| PROBLEM |
In the entries that follow, find every line containing "jacket" and copy it.

TASK DATA START

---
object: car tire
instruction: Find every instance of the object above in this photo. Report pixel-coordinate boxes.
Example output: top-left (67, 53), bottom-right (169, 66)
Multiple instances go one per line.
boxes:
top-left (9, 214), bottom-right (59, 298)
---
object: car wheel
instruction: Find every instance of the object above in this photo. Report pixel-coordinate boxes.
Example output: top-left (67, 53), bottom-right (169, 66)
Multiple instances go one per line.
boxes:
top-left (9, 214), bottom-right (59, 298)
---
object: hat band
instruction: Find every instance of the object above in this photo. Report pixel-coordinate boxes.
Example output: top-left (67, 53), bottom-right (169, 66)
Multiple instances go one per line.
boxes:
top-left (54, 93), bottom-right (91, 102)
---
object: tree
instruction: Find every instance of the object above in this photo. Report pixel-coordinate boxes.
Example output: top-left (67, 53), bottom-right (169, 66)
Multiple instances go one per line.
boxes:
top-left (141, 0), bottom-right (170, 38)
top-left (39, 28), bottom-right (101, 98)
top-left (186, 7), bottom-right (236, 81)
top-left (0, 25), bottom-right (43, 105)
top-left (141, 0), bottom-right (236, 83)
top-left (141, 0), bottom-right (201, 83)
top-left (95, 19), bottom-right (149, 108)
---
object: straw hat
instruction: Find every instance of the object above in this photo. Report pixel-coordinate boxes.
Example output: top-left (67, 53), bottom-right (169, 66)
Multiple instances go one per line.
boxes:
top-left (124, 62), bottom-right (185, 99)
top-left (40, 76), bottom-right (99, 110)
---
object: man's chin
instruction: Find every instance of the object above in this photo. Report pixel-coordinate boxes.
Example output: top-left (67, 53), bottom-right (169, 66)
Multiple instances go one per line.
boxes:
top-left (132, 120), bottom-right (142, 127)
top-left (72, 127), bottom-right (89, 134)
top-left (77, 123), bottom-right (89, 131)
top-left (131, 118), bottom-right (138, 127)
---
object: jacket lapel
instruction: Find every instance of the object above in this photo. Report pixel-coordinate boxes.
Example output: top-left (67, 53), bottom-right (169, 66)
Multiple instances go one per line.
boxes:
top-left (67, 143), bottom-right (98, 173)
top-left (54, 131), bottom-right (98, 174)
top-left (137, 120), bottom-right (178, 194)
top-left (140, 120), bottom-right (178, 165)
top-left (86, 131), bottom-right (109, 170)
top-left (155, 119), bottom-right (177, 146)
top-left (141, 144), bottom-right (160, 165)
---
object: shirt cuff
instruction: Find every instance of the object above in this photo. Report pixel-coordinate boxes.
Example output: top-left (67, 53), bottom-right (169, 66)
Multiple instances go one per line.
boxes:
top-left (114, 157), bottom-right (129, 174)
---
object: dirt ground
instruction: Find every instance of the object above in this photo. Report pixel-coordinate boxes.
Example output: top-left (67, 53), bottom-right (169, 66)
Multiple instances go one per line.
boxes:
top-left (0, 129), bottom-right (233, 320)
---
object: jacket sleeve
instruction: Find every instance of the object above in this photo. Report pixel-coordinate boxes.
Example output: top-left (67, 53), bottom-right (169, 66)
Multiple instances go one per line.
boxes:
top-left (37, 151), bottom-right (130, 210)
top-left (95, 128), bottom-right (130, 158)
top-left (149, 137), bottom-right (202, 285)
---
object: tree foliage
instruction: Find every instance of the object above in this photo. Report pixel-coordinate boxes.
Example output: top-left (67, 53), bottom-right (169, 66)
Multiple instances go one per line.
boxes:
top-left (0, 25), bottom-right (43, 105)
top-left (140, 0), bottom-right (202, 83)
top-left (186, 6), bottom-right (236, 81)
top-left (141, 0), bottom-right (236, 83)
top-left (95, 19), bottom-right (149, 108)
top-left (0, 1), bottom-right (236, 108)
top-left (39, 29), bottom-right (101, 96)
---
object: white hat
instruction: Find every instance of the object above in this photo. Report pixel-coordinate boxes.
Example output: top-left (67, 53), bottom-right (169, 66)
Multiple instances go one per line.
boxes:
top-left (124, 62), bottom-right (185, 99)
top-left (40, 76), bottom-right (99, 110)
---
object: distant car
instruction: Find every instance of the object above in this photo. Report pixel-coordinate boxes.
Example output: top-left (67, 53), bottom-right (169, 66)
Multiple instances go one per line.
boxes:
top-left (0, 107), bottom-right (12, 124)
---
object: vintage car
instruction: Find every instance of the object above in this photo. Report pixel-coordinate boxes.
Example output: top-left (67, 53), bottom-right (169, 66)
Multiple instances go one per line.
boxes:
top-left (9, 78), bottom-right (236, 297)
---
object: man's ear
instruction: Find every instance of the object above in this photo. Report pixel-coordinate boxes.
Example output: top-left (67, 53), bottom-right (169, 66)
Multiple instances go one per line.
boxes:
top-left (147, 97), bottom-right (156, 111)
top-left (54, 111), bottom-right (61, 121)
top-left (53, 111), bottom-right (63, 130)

TASK DATA END

| REPLY TO THE TASK |
object: jacket lapel
object: jacket sleeve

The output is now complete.